--- RECORDS FOR THE TASK ---
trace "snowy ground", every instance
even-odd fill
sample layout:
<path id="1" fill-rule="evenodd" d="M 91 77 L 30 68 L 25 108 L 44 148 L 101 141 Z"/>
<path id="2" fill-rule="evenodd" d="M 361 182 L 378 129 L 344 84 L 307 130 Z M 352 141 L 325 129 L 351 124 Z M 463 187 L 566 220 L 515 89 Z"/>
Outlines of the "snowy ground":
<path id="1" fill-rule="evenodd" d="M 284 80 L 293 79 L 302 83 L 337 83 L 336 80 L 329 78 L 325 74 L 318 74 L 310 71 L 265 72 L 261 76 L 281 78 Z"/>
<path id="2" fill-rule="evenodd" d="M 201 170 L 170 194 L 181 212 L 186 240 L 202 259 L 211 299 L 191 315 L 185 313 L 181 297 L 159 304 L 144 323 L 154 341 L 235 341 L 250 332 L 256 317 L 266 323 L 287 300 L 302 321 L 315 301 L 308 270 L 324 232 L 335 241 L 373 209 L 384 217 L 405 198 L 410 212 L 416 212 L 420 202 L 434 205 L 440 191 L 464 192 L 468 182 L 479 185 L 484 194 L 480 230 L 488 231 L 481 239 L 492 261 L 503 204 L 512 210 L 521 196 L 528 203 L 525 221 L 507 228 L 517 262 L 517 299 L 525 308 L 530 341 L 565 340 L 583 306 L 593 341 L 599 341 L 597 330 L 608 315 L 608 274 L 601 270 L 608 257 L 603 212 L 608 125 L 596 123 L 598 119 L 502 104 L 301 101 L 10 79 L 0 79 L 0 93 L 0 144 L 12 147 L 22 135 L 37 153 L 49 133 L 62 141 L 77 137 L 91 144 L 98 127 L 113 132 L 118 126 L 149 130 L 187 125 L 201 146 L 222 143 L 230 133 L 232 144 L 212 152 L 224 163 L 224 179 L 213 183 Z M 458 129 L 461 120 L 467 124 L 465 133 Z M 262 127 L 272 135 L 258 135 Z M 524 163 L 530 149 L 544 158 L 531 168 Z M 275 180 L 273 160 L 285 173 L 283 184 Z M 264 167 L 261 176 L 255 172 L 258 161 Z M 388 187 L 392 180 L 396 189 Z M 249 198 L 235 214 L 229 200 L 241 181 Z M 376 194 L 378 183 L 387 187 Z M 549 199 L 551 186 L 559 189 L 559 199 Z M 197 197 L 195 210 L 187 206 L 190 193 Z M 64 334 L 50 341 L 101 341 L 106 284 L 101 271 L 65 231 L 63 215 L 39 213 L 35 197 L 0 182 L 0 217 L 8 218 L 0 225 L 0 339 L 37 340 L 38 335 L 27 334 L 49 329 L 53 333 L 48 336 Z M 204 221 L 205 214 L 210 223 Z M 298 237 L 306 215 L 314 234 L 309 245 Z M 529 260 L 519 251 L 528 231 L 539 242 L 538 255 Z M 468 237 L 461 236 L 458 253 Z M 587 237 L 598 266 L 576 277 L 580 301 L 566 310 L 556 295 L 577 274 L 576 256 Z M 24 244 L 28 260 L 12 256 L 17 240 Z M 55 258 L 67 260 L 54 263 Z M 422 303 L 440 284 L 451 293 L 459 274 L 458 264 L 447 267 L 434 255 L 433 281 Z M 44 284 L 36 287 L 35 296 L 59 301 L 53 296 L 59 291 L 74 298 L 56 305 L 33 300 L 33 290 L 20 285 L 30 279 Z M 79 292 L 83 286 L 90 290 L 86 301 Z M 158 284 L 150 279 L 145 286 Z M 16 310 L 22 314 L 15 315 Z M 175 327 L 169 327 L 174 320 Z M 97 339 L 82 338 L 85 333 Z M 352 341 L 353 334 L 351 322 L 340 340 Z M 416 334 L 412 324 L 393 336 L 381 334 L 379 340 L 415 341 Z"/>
---
> _TASK TO CARRY OUT_
Each line of the records above should be copied exactly.

> _TASK ANSWER_
trace "snowy ground", every instance
even-odd fill
sample layout:
<path id="1" fill-rule="evenodd" d="M 91 77 L 30 68 L 25 108 L 44 148 L 101 141 Z"/>
<path id="2" fill-rule="evenodd" d="M 361 182 L 378 129 L 344 84 L 307 130 Z M 352 141 L 325 129 L 351 124 Z M 463 187 L 566 220 L 515 89 Z"/>
Outlines of the "snowy ground":
<path id="1" fill-rule="evenodd" d="M 284 80 L 293 79 L 302 83 L 337 83 L 336 80 L 329 78 L 325 74 L 318 74 L 310 71 L 265 72 L 261 76 L 281 78 Z"/>
<path id="2" fill-rule="evenodd" d="M 201 170 L 170 194 L 181 212 L 186 240 L 202 259 L 211 299 L 191 315 L 185 313 L 181 297 L 159 304 L 144 323 L 154 341 L 235 341 L 250 332 L 256 317 L 266 323 L 287 300 L 302 321 L 315 301 L 308 270 L 324 232 L 335 241 L 373 209 L 384 217 L 405 198 L 410 212 L 416 212 L 420 202 L 434 205 L 440 191 L 464 192 L 468 182 L 479 185 L 484 194 L 480 230 L 488 231 L 481 239 L 492 261 L 503 204 L 512 210 L 521 196 L 528 203 L 525 221 L 507 228 L 517 262 L 517 299 L 525 308 L 530 341 L 565 340 L 583 306 L 593 341 L 599 341 L 597 330 L 608 315 L 608 274 L 601 270 L 608 257 L 603 212 L 608 125 L 596 123 L 598 119 L 502 104 L 301 101 L 10 79 L 0 79 L 0 93 L 0 144 L 12 147 L 22 135 L 37 153 L 49 133 L 62 141 L 77 137 L 91 144 L 98 127 L 113 132 L 118 126 L 149 130 L 187 125 L 201 146 L 222 143 L 230 133 L 232 144 L 212 152 L 224 163 L 224 179 L 213 183 Z M 458 129 L 461 120 L 467 124 L 465 133 Z M 262 127 L 272 135 L 258 135 Z M 524 163 L 530 149 L 544 158 L 531 168 Z M 275 180 L 273 160 L 285 173 L 283 184 Z M 264 167 L 261 176 L 255 172 L 258 161 Z M 388 187 L 392 180 L 396 189 Z M 249 198 L 235 214 L 229 200 L 241 181 Z M 376 194 L 378 183 L 387 187 Z M 549 199 L 551 186 L 559 189 L 559 199 Z M 197 197 L 195 210 L 187 206 L 190 193 Z M 64 334 L 50 341 L 101 341 L 106 284 L 101 271 L 65 231 L 63 215 L 39 213 L 35 197 L 0 182 L 0 217 L 8 218 L 0 225 L 0 339 L 37 340 L 38 335 L 27 334 L 49 329 L 53 333 L 48 336 Z M 204 221 L 205 214 L 210 223 Z M 298 237 L 306 215 L 314 234 L 309 245 Z M 529 260 L 519 251 L 528 231 L 539 242 L 538 255 Z M 468 237 L 461 236 L 458 253 Z M 587 237 L 598 266 L 576 277 L 580 301 L 566 310 L 556 295 L 577 274 L 576 256 Z M 24 244 L 28 260 L 12 256 L 17 240 Z M 55 258 L 67 260 L 54 263 Z M 422 303 L 440 284 L 451 293 L 459 274 L 458 264 L 447 267 L 434 255 L 433 281 Z M 44 284 L 36 287 L 35 296 L 59 301 L 53 296 L 59 291 L 74 298 L 56 305 L 33 300 L 33 290 L 20 285 L 30 279 Z M 79 292 L 83 286 L 90 290 L 86 301 Z M 158 284 L 150 279 L 145 286 Z M 16 310 L 22 314 L 15 315 Z M 175 327 L 169 327 L 174 320 Z M 97 339 L 82 338 L 85 333 Z M 352 341 L 353 334 L 351 322 L 340 340 Z M 416 334 L 412 324 L 393 336 L 381 334 L 379 340 L 415 341 Z"/>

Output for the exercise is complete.